Aufgabenstellung A: Prüfe anhand des Textauszugs, ob die folgenden Aussagen zutreffen: (i) Der achte Band ist der abschließende Band der Atlantis-Reihe. (ii) Die Bemerkungen sollen eine Würdigung des Gesamtwerkes ersetzen. (iii) Die vermittelten Einsichten gehen über das hinaus, was Steiner zur Kosmogonie gesagt und geschrieben hat. Beantworte jede Aussage mit Ja oder Nein und zitiere die entscheidenden Worte des Textauszugs wörtlich.
Aufgabenstellung B: Gib einen Abschnitt des Textauszugs Wort für Wort wieder, beginnend mit „Kosmogonie @, Dienstag, 13.“ und weiter bis einschließlich „der Erde betrifft.“.

Textauszug:
□ □ □ □

Bemerkungen zu "Atlantis steigt wieder auf" (Atlantis-Band 8, 7. Kapitel)

Kosmogonie @, Dienstag, 13. Dezember 2016, 13:13 (vor 2825 Tagen) @ Kosmogonie
bearbeitet von Kosmogonie, Mittwoch, 15. Februar 2017, 22:29

Nachdem soeben der achte - abschließende - Band der Atlantis-Reihe erschienen ist und ich erste Einblicke genommen habe, will ich meinerseits einige vorläufig abschließende Bemerkungen zu diesem Thema machen. Das ersetzt keine Würdigung des Gesamtwerkes. Die darin vermittelten Einsichten gehen jedenfalls entschieden über das hinaus, was Steiner zur Kosmogonie gesagt und geschrieben hat, insbesondere, was die vergangenen Hauptstufen der Erde betrifft.

□ □ □ □

Auszüge aus Datensätzen:
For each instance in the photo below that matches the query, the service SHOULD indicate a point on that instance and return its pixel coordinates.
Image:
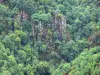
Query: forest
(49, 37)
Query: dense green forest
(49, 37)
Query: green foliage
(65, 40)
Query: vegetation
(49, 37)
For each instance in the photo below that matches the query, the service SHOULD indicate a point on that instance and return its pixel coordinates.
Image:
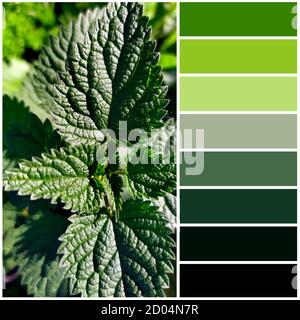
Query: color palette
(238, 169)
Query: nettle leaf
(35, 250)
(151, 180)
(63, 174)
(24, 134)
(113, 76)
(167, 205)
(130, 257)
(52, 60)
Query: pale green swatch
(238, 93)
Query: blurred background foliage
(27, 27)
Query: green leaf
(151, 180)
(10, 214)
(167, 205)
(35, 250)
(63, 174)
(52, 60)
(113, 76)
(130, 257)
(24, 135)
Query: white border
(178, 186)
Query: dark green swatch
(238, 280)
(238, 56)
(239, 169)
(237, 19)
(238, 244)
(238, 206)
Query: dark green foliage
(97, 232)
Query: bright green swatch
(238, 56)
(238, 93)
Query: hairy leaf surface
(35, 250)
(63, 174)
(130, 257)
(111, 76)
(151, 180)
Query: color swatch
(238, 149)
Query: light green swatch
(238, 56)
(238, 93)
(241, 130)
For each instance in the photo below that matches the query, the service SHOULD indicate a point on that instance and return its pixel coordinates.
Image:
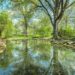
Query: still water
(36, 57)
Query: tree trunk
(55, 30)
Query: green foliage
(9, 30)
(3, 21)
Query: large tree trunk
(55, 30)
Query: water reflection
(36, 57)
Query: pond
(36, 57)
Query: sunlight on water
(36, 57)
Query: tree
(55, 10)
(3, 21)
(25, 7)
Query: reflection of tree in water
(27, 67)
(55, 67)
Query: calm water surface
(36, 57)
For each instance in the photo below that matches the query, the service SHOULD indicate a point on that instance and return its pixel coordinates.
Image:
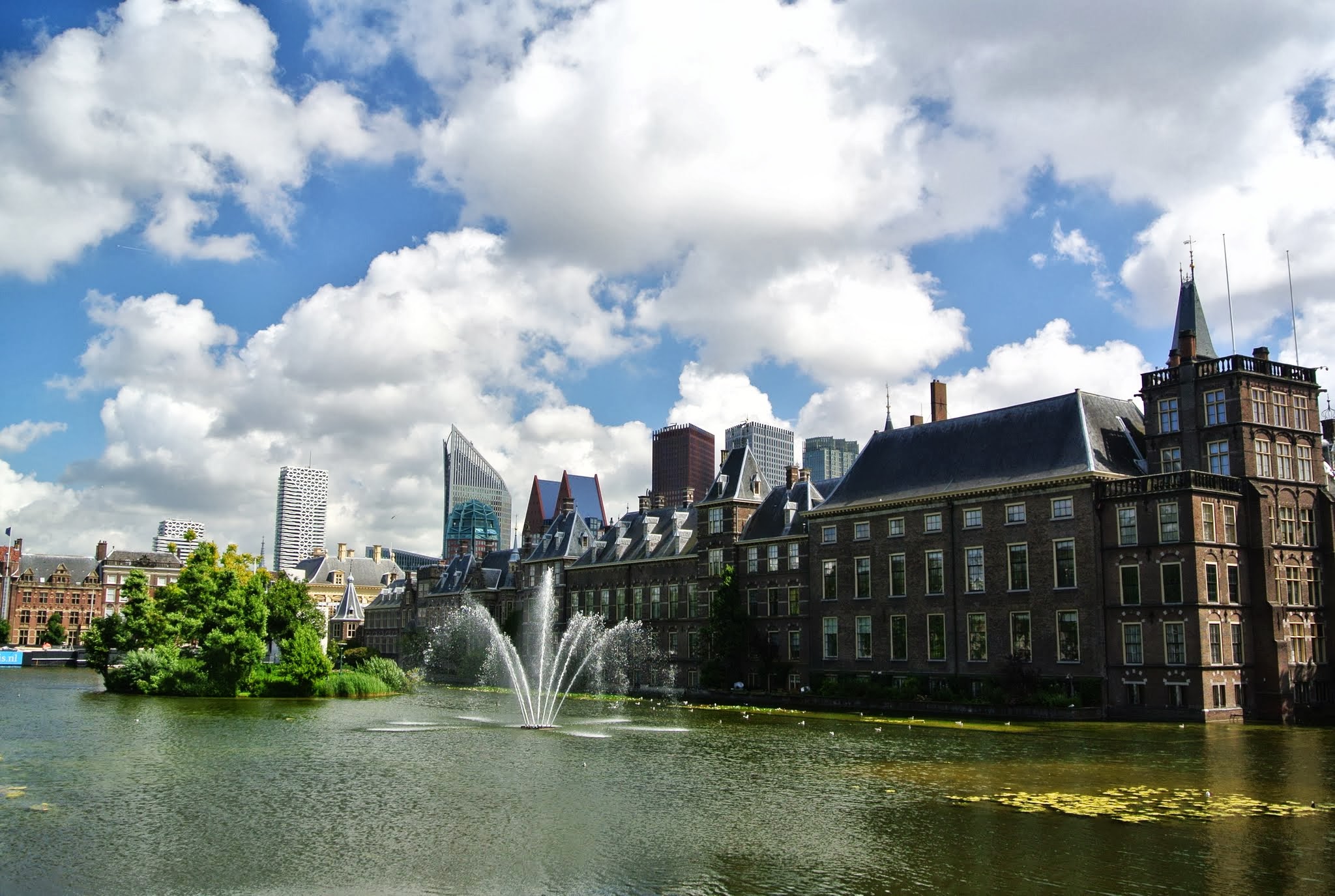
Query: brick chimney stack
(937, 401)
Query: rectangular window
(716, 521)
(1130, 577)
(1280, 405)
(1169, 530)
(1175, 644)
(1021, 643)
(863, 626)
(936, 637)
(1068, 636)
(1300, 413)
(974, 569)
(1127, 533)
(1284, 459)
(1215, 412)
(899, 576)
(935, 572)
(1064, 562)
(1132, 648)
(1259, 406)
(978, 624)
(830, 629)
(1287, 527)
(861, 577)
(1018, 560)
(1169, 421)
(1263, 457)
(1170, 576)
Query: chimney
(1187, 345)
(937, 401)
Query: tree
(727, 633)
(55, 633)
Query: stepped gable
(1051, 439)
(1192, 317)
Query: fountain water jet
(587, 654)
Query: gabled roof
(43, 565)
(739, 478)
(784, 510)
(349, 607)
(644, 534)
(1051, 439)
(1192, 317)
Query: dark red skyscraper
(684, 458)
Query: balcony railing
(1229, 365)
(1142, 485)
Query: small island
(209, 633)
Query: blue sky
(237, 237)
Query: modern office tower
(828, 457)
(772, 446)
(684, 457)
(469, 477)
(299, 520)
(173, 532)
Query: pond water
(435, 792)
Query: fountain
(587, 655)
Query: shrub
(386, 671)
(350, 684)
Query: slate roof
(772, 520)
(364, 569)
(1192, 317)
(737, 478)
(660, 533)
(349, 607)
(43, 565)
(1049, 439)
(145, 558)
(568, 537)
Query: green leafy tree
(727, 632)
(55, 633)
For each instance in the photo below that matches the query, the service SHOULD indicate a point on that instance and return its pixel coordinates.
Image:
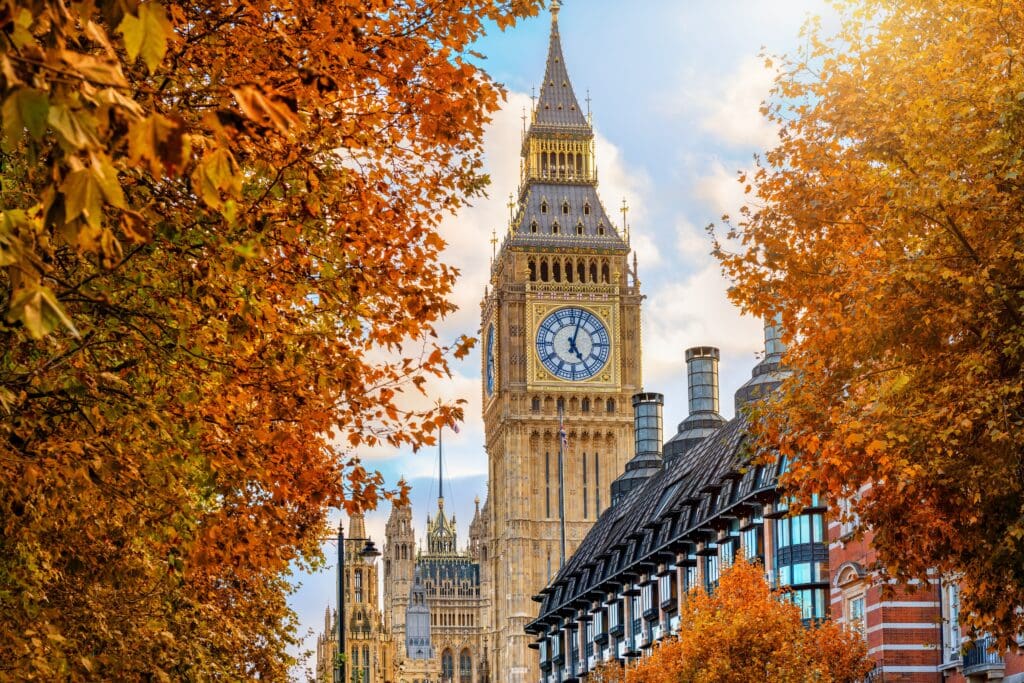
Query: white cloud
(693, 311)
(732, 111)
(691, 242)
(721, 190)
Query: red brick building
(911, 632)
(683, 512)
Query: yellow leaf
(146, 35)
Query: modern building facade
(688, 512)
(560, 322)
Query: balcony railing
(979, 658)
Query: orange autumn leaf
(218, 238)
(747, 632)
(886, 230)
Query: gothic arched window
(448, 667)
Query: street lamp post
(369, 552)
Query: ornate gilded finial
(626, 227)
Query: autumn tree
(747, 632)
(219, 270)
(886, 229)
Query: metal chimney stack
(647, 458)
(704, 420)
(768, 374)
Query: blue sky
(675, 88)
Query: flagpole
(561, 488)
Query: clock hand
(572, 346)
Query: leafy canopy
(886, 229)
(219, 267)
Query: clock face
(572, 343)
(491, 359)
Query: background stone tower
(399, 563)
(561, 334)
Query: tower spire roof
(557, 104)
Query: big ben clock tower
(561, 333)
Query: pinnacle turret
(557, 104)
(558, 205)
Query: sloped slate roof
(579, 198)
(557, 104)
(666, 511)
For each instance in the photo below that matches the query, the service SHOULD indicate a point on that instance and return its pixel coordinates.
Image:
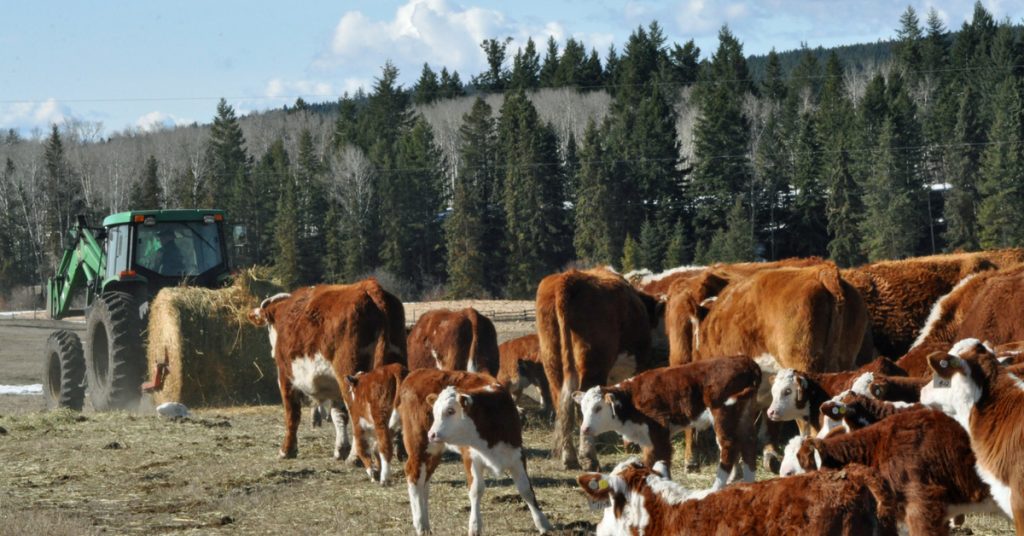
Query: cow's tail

□ □ □ □

Antwort zur Aufgabe A:
(i) Ja: „der achte - abschließende - Band der Atlantis-Reihe“
(ii) Nein: „Das ersetzt keine Würdigung des Gesamtwerkes.“
(iii) Ja: „Die darin vermittelten Einsichten gehen jedenfalls entschieden über das hinaus, was Steiner zur Kosmogonie gesagt und geschrieben hat“

Antwort zur Aufgabe B:
Kosmogonie @, Dienstag, 13. Dezember 2016, 13:13 (vor 2825 Tagen) @ Kosmogonie
bearbeitet von Kosmogonie, Mittwoch, 15. Februar 2017, 22:29

Nachdem soeben der achte - abschließende - Band der Atlantis-Reihe erschienen ist und ich erste Einblicke genommen habe, will ich meinerseits einige vorläufig abschließende Bemerkungen zu diesem Thema machen. Das ersetzt keine Würdigung des Gesamtwerkes. Die darin vermittelten Einsichten gehen jedenfalls entschieden über das hinaus, was Steiner zur Kosmogonie gesagt und geschrieben hat, insbesondere, was die vergangenen Hauptstufen der Erde betrifft.